** begin Text block **
Over 13 years ago, Taylor Swift released her debut album and since then the country-turned-pop singer hasn’t slowed down.
As Swift fans wait to see what’s next, Insider looked back at the singer’s discography to create a ranking of her previous work.
For the ranking, we considered a few factors including cohesiveness, listening experience, the number and quality of standout songs, and if the album is musically interesting or lyrically special. We also factored in critic reviews of the albums when deciding on the final ranking.
Here’s a ranking of all of Taylor Swift‘s albums thus far from least to most iconic.
7. At the bottom of the ranking is Swift’s self-titled debut album.
- Big Machine
Released in 2006, Swift’s first studio album is so country that newer fans may barely recognize the songstress’ sound considering she has experimented with a number of other genres since then.
Standouts like “Teardrops On My Guitar,” “Picture to Burn,” and “Cold As You” capture the essence of this album, which is “explicitly country-oriented,” as Billboard music critic Jonathan Bradley wrote in 2017.
He also noted that this album began to show just how developed Swift’s “potential for fury” was and he’s right – “Picture To Burn” is sassy and confidently filled with anger: “So watch me strike a match on all my wasted time / As far as I’m concerned you’re just another picture to burn.”
Whether it’s a song about an ex or someone else who wronged her, Swift’s clever, catchy “revenge tracks” have only continued to improve from here.
** end Text block **
** begin Material provided **
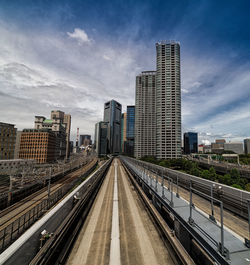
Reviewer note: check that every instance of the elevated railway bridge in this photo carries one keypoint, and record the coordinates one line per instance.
(132, 212)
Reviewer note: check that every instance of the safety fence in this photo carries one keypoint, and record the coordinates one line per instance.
(11, 232)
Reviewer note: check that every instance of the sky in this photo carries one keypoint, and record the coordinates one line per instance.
(75, 55)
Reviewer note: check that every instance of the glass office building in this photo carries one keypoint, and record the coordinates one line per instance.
(168, 100)
(190, 142)
(112, 115)
(130, 132)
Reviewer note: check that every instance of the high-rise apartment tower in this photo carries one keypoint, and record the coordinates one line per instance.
(112, 115)
(145, 114)
(168, 100)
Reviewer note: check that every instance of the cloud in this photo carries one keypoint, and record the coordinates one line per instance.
(80, 35)
(44, 71)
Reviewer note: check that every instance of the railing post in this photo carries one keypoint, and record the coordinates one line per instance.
(222, 228)
(177, 184)
(156, 182)
(247, 241)
(162, 186)
(171, 190)
(150, 179)
(190, 219)
(211, 216)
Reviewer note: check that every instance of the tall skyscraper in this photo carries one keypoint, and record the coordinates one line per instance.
(247, 146)
(85, 140)
(168, 100)
(145, 114)
(123, 131)
(66, 120)
(7, 140)
(112, 115)
(190, 142)
(130, 130)
(101, 140)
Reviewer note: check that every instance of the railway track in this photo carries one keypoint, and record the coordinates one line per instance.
(234, 200)
(13, 212)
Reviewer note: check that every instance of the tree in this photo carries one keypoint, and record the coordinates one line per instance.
(247, 187)
(237, 186)
(212, 174)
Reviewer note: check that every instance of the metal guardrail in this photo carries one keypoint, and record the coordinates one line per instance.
(200, 226)
(234, 199)
(11, 232)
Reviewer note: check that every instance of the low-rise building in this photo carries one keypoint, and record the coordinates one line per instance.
(207, 149)
(101, 144)
(39, 145)
(190, 142)
(201, 148)
(247, 146)
(218, 146)
(7, 140)
(56, 125)
(234, 147)
(14, 166)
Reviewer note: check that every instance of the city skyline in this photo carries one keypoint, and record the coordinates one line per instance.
(51, 52)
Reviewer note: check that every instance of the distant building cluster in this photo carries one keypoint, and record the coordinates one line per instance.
(47, 142)
(153, 126)
(220, 146)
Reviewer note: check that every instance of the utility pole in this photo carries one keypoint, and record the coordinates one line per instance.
(50, 174)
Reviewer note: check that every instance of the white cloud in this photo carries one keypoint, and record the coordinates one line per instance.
(44, 71)
(80, 35)
(106, 57)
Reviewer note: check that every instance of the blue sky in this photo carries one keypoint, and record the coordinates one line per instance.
(75, 55)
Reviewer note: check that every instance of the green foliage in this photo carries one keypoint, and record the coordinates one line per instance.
(237, 186)
(247, 187)
(232, 179)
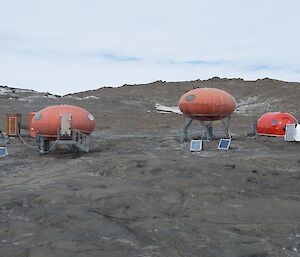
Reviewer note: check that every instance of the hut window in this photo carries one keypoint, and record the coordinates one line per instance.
(38, 116)
(274, 122)
(91, 117)
(190, 98)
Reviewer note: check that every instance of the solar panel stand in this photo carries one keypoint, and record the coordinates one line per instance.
(206, 131)
(188, 122)
(226, 123)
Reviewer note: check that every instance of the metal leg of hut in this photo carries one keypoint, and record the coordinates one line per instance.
(226, 123)
(188, 122)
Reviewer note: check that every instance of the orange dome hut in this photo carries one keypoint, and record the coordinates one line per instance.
(273, 123)
(207, 105)
(47, 121)
(63, 125)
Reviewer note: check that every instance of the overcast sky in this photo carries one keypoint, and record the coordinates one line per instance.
(64, 46)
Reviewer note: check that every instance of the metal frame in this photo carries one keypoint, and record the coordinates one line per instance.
(196, 150)
(223, 148)
(206, 131)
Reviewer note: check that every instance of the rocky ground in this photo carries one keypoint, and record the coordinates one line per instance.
(140, 192)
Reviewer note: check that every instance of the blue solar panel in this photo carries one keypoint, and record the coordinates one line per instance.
(224, 144)
(3, 151)
(196, 145)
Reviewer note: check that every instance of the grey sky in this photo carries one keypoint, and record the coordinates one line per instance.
(64, 46)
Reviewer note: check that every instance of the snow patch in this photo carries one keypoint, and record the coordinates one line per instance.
(167, 109)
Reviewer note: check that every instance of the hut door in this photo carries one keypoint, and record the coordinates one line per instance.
(65, 124)
(12, 126)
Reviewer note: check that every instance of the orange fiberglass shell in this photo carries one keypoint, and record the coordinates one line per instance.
(207, 104)
(273, 123)
(46, 122)
(30, 128)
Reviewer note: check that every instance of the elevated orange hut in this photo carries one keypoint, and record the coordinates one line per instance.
(47, 121)
(207, 104)
(273, 123)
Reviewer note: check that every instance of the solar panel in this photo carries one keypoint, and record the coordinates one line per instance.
(224, 144)
(196, 146)
(3, 151)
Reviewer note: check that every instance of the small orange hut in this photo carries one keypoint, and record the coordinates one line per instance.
(273, 123)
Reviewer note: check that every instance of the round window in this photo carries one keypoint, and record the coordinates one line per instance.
(91, 117)
(38, 116)
(190, 98)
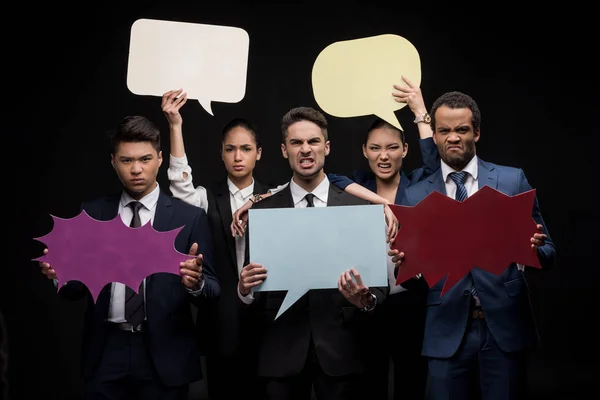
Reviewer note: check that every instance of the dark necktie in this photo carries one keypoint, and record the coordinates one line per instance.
(134, 303)
(310, 200)
(461, 194)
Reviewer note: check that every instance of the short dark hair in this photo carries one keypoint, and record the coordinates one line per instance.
(244, 123)
(457, 100)
(303, 114)
(135, 128)
(381, 123)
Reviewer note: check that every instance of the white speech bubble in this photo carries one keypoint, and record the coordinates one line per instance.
(356, 77)
(209, 62)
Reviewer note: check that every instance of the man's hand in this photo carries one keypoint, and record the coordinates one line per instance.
(356, 292)
(538, 239)
(191, 269)
(47, 269)
(171, 104)
(240, 219)
(392, 222)
(251, 276)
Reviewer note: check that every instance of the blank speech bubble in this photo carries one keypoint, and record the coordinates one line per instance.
(209, 62)
(315, 246)
(356, 77)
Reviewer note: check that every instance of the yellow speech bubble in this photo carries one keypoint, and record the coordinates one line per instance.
(355, 77)
(209, 62)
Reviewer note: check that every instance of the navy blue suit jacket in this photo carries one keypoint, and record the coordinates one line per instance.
(504, 298)
(170, 325)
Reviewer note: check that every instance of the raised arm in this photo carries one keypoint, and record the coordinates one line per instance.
(348, 185)
(179, 172)
(413, 97)
(240, 216)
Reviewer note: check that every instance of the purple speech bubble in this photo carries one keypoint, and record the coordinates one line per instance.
(99, 252)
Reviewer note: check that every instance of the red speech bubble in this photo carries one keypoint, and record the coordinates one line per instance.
(444, 237)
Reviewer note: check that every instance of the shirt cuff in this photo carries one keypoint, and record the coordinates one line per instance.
(245, 299)
(197, 290)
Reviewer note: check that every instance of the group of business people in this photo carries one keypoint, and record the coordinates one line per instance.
(332, 343)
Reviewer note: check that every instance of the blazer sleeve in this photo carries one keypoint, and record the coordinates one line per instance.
(547, 252)
(201, 234)
(431, 161)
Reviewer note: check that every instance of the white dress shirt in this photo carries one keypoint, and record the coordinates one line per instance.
(237, 198)
(321, 193)
(116, 310)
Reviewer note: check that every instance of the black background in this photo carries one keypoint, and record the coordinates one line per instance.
(65, 84)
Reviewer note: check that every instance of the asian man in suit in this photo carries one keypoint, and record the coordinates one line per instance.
(148, 351)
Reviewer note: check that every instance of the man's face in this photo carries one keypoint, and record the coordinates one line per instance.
(239, 153)
(454, 136)
(385, 151)
(305, 148)
(137, 165)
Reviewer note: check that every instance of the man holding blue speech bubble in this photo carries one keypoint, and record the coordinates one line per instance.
(319, 342)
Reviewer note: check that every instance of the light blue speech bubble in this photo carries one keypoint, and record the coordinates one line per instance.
(309, 248)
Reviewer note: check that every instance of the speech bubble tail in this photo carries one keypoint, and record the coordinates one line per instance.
(390, 116)
(290, 298)
(206, 104)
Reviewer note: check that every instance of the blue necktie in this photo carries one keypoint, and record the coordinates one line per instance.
(461, 194)
(461, 191)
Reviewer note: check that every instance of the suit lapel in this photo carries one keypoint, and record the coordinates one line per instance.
(486, 175)
(223, 202)
(163, 214)
(334, 196)
(110, 210)
(436, 183)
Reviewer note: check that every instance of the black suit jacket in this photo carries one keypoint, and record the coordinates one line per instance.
(225, 333)
(170, 325)
(339, 330)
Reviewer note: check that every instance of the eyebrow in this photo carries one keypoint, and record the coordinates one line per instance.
(149, 155)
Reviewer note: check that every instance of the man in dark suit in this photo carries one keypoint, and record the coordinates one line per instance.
(320, 342)
(482, 325)
(150, 353)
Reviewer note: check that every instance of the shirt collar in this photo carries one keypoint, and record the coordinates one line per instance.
(245, 192)
(321, 192)
(149, 200)
(470, 168)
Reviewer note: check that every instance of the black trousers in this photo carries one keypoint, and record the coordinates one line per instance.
(126, 372)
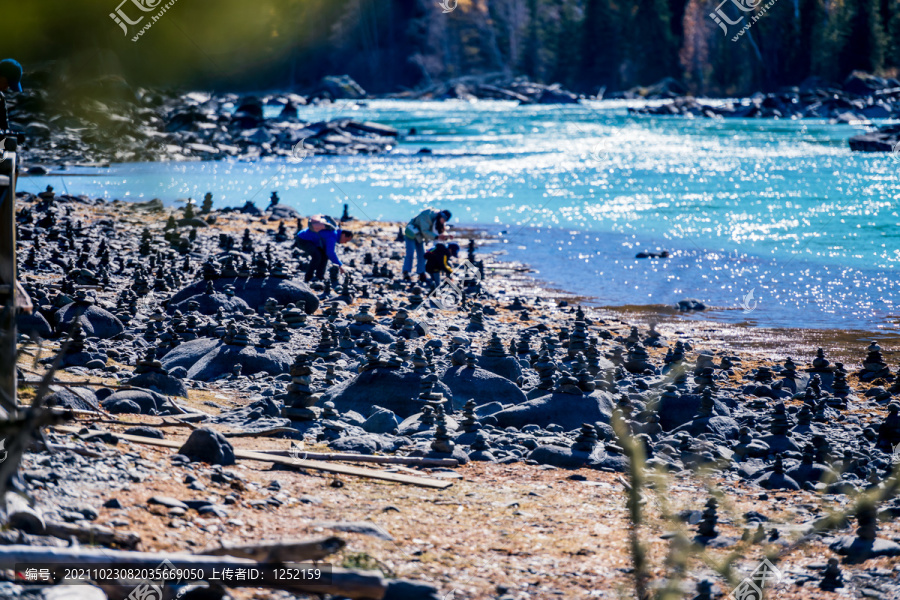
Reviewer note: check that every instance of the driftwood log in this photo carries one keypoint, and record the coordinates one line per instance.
(385, 460)
(284, 551)
(300, 464)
** end Material provided **
Please reproduce the Taylor Swift album ranking word for word, from start to finish. The entries come from a different source.

• Solution to the exercise:
Over 13 years ago, Taylor Swift released her debut album and since then the country-turned-pop singer hasn’t slowed down.
As Swift fans wait to see what’s next, Insider looked back at the singer’s discography to create a ranking of her previous work.
For the ranking, we considered a few factors including cohesiveness, listening experience, the number and quality of standout songs, and if the album is musically interesting or lyrically special. We also factored in critic reviews of the albums when deciding on the final ranking.
Here’s a ranking of all of Taylor Swift‘s albums thus far from least to most iconic.
7. At the bottom of the ranking is Swift’s self-titled debut album.
- Big Machine
Released in 2006, Swift’s first studio album is so country that newer fans may barely recognize the songstress’ sound considering she has experimented with a number of other genres since then.
Standouts like “Teardrops On My Guitar,” “Picture to Burn,” and “Cold As You” capture the essence of this album, which is “explicitly country-oriented,” as Billboard music critic Jonathan Bradley wrote in 2017.
He also noted that this album began to show just how developed Swift’s “potential for fury” was and he’s right – “Picture To Burn” is sassy and confidently filled with anger: “So watch me strike a match on all my wasted time / As far as I’m concerned you’re just another picture to burn.”
Whether it’s a song about an ex or someone else who wronged her, Swift’s clever, catchy “revenge tracks” have only continued to improve from here.